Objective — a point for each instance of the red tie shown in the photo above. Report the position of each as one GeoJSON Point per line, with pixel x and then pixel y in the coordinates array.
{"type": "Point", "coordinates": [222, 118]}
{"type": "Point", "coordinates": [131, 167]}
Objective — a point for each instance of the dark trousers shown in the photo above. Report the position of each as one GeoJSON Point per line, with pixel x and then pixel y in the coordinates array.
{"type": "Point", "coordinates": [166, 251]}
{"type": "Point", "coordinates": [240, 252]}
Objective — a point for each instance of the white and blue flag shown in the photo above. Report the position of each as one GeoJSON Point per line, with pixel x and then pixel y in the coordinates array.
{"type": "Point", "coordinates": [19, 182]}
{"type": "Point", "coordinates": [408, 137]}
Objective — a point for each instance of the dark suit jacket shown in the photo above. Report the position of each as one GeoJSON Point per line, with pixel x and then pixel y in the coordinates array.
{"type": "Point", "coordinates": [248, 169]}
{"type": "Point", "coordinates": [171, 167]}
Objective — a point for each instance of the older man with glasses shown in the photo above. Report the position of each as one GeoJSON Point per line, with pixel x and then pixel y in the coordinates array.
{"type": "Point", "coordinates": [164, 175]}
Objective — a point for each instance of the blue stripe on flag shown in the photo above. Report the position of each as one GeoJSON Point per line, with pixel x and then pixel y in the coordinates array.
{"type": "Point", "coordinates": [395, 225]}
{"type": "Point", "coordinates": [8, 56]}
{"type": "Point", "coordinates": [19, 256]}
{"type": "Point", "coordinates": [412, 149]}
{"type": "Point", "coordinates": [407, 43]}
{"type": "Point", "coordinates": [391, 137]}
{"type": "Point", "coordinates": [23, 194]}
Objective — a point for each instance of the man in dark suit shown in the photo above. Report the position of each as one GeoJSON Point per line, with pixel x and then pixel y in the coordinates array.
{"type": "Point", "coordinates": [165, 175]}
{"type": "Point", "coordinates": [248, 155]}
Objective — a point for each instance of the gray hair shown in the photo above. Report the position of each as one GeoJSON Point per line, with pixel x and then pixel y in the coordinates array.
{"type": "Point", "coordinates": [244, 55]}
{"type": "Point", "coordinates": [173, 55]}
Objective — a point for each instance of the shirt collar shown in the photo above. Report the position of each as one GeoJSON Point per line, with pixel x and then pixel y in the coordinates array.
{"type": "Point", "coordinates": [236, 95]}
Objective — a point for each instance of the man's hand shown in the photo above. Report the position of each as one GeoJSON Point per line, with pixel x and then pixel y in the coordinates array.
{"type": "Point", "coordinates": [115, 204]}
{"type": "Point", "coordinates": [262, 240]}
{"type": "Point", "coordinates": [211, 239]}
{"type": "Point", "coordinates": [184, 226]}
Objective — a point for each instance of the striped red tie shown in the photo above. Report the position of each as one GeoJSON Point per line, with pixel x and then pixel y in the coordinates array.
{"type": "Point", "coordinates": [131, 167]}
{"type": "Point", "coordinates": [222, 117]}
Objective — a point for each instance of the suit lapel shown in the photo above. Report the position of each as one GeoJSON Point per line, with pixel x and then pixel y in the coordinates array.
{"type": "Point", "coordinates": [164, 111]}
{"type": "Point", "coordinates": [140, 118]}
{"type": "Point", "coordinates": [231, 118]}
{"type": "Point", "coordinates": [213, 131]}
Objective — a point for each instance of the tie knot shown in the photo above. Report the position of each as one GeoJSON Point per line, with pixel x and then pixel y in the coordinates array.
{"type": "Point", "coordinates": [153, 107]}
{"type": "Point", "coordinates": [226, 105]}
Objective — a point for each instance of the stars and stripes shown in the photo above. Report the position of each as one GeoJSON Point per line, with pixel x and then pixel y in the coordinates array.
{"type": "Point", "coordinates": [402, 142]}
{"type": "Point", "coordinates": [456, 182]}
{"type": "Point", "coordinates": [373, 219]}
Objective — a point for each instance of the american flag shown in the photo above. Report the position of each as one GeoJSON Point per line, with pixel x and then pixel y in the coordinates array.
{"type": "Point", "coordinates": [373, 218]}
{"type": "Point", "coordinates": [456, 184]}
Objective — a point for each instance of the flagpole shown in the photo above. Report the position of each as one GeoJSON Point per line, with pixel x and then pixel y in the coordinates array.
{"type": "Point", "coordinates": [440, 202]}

..........

▸ **Task to complete**
Recast every line of the entries above as a Markdown table with the columns "Row" and "Line," numbering each row and omitting blank lines.

▸ **Solution for this exercise**
| Row | Line |
|---|---|
| 1 | Objective — a point for each instance of the red tie shown in the photo above. Report the position of each as one GeoJSON Point per line, with pixel x and then pixel y in the coordinates array. |
| 2 | {"type": "Point", "coordinates": [222, 118]} |
| 3 | {"type": "Point", "coordinates": [131, 167]} |
| 4 | Objective — a point for each instance of the dark trousers shown in the photo above. Report the position of each as one GeoJSON Point per line, with pixel x and then pixel y in the coordinates array. |
| 5 | {"type": "Point", "coordinates": [166, 251]} |
| 6 | {"type": "Point", "coordinates": [240, 252]} |
| 7 | Objective — a point for each instance of the white and blue flag shown in the photo above. Report the position of each as one GeoJSON Point per line, with pixel x and then pixel y in the coordinates array. |
| 8 | {"type": "Point", "coordinates": [19, 182]} |
| 9 | {"type": "Point", "coordinates": [408, 137]} |
| 10 | Objective — a point for each instance of the dark suit jacket shown in the photo above. Report the position of each as one GeoJSON Point per line, with pixel x and then pixel y in the coordinates array. |
| 11 | {"type": "Point", "coordinates": [248, 169]} |
| 12 | {"type": "Point", "coordinates": [171, 167]} |
| 13 | Objective — a point for each instance of the older man with glasses shown in the photo above. Report the position of each as one GeoJSON Point per line, with pixel x and then pixel y in the coordinates array. |
| 14 | {"type": "Point", "coordinates": [164, 175]} |
| 15 | Objective — a point for each instance of the blue stripe on flag shown in the photo above. Report the position of each as one GeoJSON Point per line, with pixel x and then pixel y in the coordinates array. |
| 16 | {"type": "Point", "coordinates": [395, 225]} |
| 17 | {"type": "Point", "coordinates": [8, 56]} |
| 18 | {"type": "Point", "coordinates": [19, 256]} |
| 19 | {"type": "Point", "coordinates": [412, 149]} |
| 20 | {"type": "Point", "coordinates": [407, 43]} |
| 21 | {"type": "Point", "coordinates": [391, 137]} |
| 22 | {"type": "Point", "coordinates": [23, 194]} |
| 23 | Objective — a point for each instance of the man in dark suit shown in the photo above. Report the position of each as one GeoJSON Point per line, with pixel x and then pixel y in the coordinates array. |
| 24 | {"type": "Point", "coordinates": [165, 175]} |
| 25 | {"type": "Point", "coordinates": [248, 155]} |
| 26 | Objective — a point for each instance of the gray hair shown in the photo above. Report the position of each as one GeoJSON Point per line, with pixel x and then pixel y in the coordinates array. |
| 27 | {"type": "Point", "coordinates": [244, 55]} |
| 28 | {"type": "Point", "coordinates": [173, 55]} |
| 29 | Objective — a point for each instance of the shirt collar shown in the photo above. Report the position of each as one GeoJSON Point per line, with pixel x and then pixel y in the coordinates array. |
| 30 | {"type": "Point", "coordinates": [236, 95]} |
| 31 | Objective — a point for each instance of the man's hand shown in the photo above. Report the position of each as one GeoJSON Point per line, with pixel x and then pixel y in the coordinates array. |
| 32 | {"type": "Point", "coordinates": [115, 204]} |
| 33 | {"type": "Point", "coordinates": [262, 240]} |
| 34 | {"type": "Point", "coordinates": [211, 239]} |
| 35 | {"type": "Point", "coordinates": [184, 226]} |
| 36 | Objective — a point for each instance of the striped red tie shown in the photo above. Report the position of each as one GeoJSON Point per line, with pixel x and then pixel y in the coordinates array. |
| 37 | {"type": "Point", "coordinates": [131, 167]} |
| 38 | {"type": "Point", "coordinates": [222, 117]} |
| 39 | Objective — a point for each instance of the suit lapel shown in the photo above. Report the position of each as one GeoJSON Point per line, with pixel x and then pixel y in the coordinates array. |
| 40 | {"type": "Point", "coordinates": [164, 111]} |
| 41 | {"type": "Point", "coordinates": [140, 118]} |
| 42 | {"type": "Point", "coordinates": [231, 118]} |
| 43 | {"type": "Point", "coordinates": [213, 131]} |
| 44 | Objective — a point for each instance of the tie knot shown in the photo above. Report the position of each as one GeoJSON Point per line, with pixel x and then pixel y in the coordinates array. |
| 45 | {"type": "Point", "coordinates": [153, 107]} |
| 46 | {"type": "Point", "coordinates": [226, 105]} |
| 47 | Objective — a point for each instance of the stars and stripes shown in the photo above. Report the position of each as one GeoJSON Point per line, with pixel x and then pixel y in the coordinates array. |
| 48 | {"type": "Point", "coordinates": [402, 142]} |
| 49 | {"type": "Point", "coordinates": [456, 182]} |
| 50 | {"type": "Point", "coordinates": [373, 219]} |
| 51 | Objective — a point for each instance of the american flag shown in the photo above. Report the position of each as one GeoJSON Point per line, with pixel x and then pixel y in the coordinates array. |
| 52 | {"type": "Point", "coordinates": [373, 218]} |
| 53 | {"type": "Point", "coordinates": [456, 184]} |
| 54 | Objective — a point for each instance of the flagpole shown in the photo above. Report the position of each as one GeoJSON Point per line, with pixel x and then pixel y in the coordinates array. |
| 55 | {"type": "Point", "coordinates": [440, 202]} |